* _Recorded data_:
▼

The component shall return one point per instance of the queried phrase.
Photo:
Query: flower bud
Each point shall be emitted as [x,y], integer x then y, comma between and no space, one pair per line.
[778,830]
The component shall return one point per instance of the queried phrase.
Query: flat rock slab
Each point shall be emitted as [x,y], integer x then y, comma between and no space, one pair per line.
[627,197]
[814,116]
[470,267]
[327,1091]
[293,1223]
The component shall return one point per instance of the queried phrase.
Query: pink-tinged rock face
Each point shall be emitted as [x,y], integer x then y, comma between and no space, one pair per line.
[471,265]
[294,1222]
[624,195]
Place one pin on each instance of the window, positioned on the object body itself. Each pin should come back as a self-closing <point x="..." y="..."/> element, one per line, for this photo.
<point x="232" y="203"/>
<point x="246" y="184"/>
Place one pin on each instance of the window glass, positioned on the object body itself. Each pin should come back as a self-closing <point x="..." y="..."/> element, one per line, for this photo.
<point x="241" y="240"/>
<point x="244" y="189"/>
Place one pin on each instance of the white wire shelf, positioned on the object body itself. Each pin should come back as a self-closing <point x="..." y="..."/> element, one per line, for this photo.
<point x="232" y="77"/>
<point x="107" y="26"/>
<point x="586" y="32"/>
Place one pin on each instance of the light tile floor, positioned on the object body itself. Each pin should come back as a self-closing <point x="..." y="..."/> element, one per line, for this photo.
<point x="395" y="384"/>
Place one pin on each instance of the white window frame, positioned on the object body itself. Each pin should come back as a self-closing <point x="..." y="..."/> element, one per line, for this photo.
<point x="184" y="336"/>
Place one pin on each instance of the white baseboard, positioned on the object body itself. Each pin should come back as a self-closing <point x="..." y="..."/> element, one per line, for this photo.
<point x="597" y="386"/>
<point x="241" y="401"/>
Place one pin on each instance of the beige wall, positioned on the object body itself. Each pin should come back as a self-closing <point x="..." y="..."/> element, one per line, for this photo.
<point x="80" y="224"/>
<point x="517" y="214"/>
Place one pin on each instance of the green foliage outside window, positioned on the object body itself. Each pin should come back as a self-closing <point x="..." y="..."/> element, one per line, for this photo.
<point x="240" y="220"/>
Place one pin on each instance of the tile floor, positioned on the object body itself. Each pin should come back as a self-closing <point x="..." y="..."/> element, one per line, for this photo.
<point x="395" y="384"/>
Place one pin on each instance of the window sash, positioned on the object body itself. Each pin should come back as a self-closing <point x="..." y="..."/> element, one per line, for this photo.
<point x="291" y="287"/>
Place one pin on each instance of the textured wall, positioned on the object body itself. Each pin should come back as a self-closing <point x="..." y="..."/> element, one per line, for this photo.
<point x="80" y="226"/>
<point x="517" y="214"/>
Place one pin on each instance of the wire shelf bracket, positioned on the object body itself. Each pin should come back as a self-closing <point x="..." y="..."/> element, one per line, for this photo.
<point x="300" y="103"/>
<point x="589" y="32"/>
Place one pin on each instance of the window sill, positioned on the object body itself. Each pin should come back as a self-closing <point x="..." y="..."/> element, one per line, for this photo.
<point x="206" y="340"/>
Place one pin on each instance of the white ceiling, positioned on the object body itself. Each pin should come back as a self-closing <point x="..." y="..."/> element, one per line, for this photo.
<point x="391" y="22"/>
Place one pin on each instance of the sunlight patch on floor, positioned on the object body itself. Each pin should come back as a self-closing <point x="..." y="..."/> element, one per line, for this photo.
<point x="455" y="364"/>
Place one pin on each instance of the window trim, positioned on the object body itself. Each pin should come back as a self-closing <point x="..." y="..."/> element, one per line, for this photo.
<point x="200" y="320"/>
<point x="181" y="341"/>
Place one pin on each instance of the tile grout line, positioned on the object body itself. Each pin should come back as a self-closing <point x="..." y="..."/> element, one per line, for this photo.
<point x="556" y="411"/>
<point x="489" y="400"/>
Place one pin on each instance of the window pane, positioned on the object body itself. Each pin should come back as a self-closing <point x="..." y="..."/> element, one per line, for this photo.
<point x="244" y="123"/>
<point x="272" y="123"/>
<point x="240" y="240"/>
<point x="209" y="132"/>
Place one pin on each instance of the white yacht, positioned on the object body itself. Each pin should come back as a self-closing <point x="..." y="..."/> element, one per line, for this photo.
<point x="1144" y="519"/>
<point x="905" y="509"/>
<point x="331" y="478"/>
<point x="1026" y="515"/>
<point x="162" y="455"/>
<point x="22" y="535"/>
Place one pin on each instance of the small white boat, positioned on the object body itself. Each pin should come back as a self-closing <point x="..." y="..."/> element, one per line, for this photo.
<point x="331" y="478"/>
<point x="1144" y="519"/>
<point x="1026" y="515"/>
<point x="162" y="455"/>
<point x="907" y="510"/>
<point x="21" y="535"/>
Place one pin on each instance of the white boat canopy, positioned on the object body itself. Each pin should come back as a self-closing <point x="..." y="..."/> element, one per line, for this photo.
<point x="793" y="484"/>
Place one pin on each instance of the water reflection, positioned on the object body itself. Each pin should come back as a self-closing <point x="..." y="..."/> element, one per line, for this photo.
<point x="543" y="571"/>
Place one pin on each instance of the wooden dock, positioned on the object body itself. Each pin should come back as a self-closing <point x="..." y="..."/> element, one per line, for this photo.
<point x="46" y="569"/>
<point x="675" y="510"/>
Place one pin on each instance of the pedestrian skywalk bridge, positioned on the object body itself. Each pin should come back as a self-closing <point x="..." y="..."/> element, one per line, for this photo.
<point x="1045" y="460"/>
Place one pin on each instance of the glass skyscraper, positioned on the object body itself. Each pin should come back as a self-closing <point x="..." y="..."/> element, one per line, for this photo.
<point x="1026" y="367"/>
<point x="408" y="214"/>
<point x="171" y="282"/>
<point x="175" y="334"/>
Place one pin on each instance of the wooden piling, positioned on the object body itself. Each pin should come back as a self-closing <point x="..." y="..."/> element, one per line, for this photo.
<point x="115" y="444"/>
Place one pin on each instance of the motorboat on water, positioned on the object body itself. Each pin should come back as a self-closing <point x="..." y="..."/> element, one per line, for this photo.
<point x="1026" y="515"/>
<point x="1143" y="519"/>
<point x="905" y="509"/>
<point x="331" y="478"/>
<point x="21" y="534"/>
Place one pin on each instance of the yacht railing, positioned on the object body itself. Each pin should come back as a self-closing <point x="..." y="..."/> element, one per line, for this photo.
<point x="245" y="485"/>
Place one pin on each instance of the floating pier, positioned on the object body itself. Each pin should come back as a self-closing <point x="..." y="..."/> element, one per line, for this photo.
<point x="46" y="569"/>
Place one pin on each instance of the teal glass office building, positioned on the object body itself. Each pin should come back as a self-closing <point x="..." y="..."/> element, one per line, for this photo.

▲

* _AIM OF THE EXERCISE_: Write the data from above out again, exactly.

* _RESPONSE TO THE TASK_:
The component shall return one point per instance of the queried phrase.
Photo:
Query: flower bud
Each point shall be emitted as [x,y], integer x then y, comma between and no space, one pair per line.
[778,830]
The component shall return one point per instance of the queried phrase.
Query: flat rock slab
Each point shall be emitted as [x,y], integer x then y, comma between and no space, one pair per line.
[627,197]
[814,116]
[470,267]
[327,1091]
[293,1223]
The component shall return one point per instance of the queried phrase.
Query: pink-tinged rock face
Each point shall be emitted as [x,y], integer x then y, comma between and no space, one pair per line.
[471,265]
[294,1222]
[624,195]
Place one pin on each instance of the window, positioned on the object body itself. Each pin should come back as a self-closing <point x="..." y="..."/> element, one per line, for this photo.
<point x="232" y="203"/>
<point x="246" y="184"/>
Place one pin on each instance of the window glass, positioned on the object body itself. Each pin should come back as a self-closing <point x="..." y="..."/> element, one per line, for this photo.
<point x="241" y="240"/>
<point x="244" y="189"/>
Place one pin on each instance of the white wire shelf, positioned on the object body itself. Each pin should come back as a self-closing <point x="..." y="..."/> element, one per line, for this photo.
<point x="232" y="77"/>
<point x="107" y="26"/>
<point x="586" y="32"/>
Place one pin on each instance of the light tile floor, positioned on the object body itself. Each pin should come back as a self-closing <point x="..." y="..."/> element, one per line, for this photo.
<point x="395" y="384"/>
Place one pin on each instance of the white window frame, positioned on the object body itself. Each pin should come back as a self-closing <point x="..." y="..."/> element, one per line, for this photo.
<point x="184" y="336"/>
Place one pin on each instance of the white baseboard, positioned on the object body itself. Each pin should come back as a self-closing <point x="..." y="..."/> element, one per line, for this photo.
<point x="597" y="386"/>
<point x="241" y="401"/>
Place one pin on each instance of the beige wall, positioned on the object body itself. Each pin should come back as a self-closing <point x="..." y="..."/> element, one per line, for this photo.
<point x="80" y="224"/>
<point x="517" y="214"/>
Place one pin on each instance of the green foliage outside window, positioned on the object body itself. Each pin should come back as a self-closing <point x="..." y="..."/> element, one per line, for this photo.
<point x="240" y="220"/>
Place one pin on each instance of the tile floor, positioned on the object body itself. Each pin should come back as a self-closing <point x="..." y="..."/> element, one per line, for this photo.
<point x="395" y="384"/>
Place one pin on each instance of the window sash, positioned on the object body itself. Each pin should come back as a self-closing <point x="..." y="..."/> element, one per line, for this photo.
<point x="291" y="287"/>
Place one pin on each instance of the textured wall, positioned on the object body itself. Each pin should come back as a self-closing <point x="..." y="..."/> element, one per line, for this photo.
<point x="80" y="226"/>
<point x="517" y="214"/>
Place one pin on each instance of the wire shelf bracket, positioned on the object body itself. Each pin should come back as a self-closing <point x="..." y="..."/> element, one per line, for this photo.
<point x="300" y="103"/>
<point x="589" y="32"/>
Place one pin on each instance of the window sill, positioned on the object body itself. Each pin should come back as a self-closing <point x="..." y="..."/> element, one per line, for this photo.
<point x="206" y="340"/>
Place one pin on each instance of the white ceiling, positioned on the object body itself. Each pin should come back as a self-closing <point x="..." y="..."/> element, one per line, for this photo.
<point x="391" y="22"/>
Place one pin on each instance of the sunlight patch on floor, positioned on the object body itself. Each pin should come back as a self-closing <point x="..." y="..."/> element, one per line, for this photo.
<point x="455" y="364"/>
Place one pin on each instance of the window trim, positioned on the object body itself. Each pin should come back as a self-closing <point x="..." y="..."/> element, one per line, for this photo.
<point x="200" y="320"/>
<point x="181" y="341"/>
Place one pin on each instance of the tile grout line, positioned on the object body itself. Each pin should come back as a self-closing <point x="..." y="..."/> element, one per line, for this photo.
<point x="556" y="411"/>
<point x="489" y="400"/>
Place one pin on each instance of the window pane, positioned on the object body itself. Each pin should come back as a self-closing <point x="..." y="..."/> element, one per line, for this photo.
<point x="244" y="123"/>
<point x="272" y="123"/>
<point x="240" y="240"/>
<point x="209" y="132"/>
Place one pin on each instance of the white yacht, positioned on the object body itself. Each pin should come back as a self-closing <point x="..." y="..."/> element, one per line, for this photo.
<point x="1144" y="519"/>
<point x="905" y="509"/>
<point x="331" y="478"/>
<point x="1026" y="515"/>
<point x="162" y="455"/>
<point x="22" y="535"/>
Place one pin on each instance of the small white boat, positioned on the object body itself. Each pin should come back as a self-closing <point x="..." y="..."/> element, one per line, for this photo.
<point x="331" y="478"/>
<point x="1144" y="519"/>
<point x="1026" y="515"/>
<point x="162" y="455"/>
<point x="907" y="510"/>
<point x="21" y="535"/>
Place one pin on each instance of the white boat canopy, positioned on the object body itself. Each pin should come back as a self-closing <point x="..." y="..."/> element, one per line, for this photo.
<point x="793" y="484"/>
Place one pin on each instance of the water reflection, positioned on the object body itself. Each pin should come back as a self-closing <point x="..." y="..."/> element, one per line, for this photo.
<point x="543" y="571"/>
Place one pin on each instance of the wooden dock, positioned on the object body itself. Each pin should come back as a self-closing <point x="..." y="..."/> element, one per line, for this photo.
<point x="46" y="569"/>
<point x="675" y="510"/>
Place one pin on each instance of the pedestrian skywalk bridge, positioned on the object body itself. Each pin should come back as a self-closing <point x="..." y="..."/> element, one per line, for this photo.
<point x="1045" y="460"/>
Place one pin on each instance of the glass skyscraper, positioned on the object body itself. Each pin should come back as a self-closing <point x="..." y="..."/> element, one per line, for this photo.
<point x="1026" y="367"/>
<point x="408" y="214"/>
<point x="171" y="282"/>
<point x="175" y="334"/>
Place one pin on each instance of the wooden piling, positioned on the object body itself. Each pin should come back as a self-closing <point x="..." y="..."/> element, one per line, for this photo.
<point x="115" y="444"/>
Place one pin on each instance of the motorboat on water, positioned on the object body itself. Each pin should come back as a self-closing <point x="..." y="..."/> element, one per line, for this photo.
<point x="1026" y="515"/>
<point x="1143" y="519"/>
<point x="905" y="509"/>
<point x="331" y="478"/>
<point x="21" y="534"/>
Place one pin on each instance of the yacht railing, positioned on the object body itself. Each pin should come back as a self-closing <point x="..." y="..."/> element, one per line, for this photo.
<point x="245" y="485"/>
Place one pin on each instance of the floating pier, positioned on the object body itself. Each pin should come back as a self-closing <point x="..." y="..."/> element, one per line, for this photo.
<point x="46" y="569"/>
Place one pin on each instance of the teal glass office building, positioned on the object body itself. Each pin should come back as a self-closing <point x="..." y="..."/> element, one per line, for this photo.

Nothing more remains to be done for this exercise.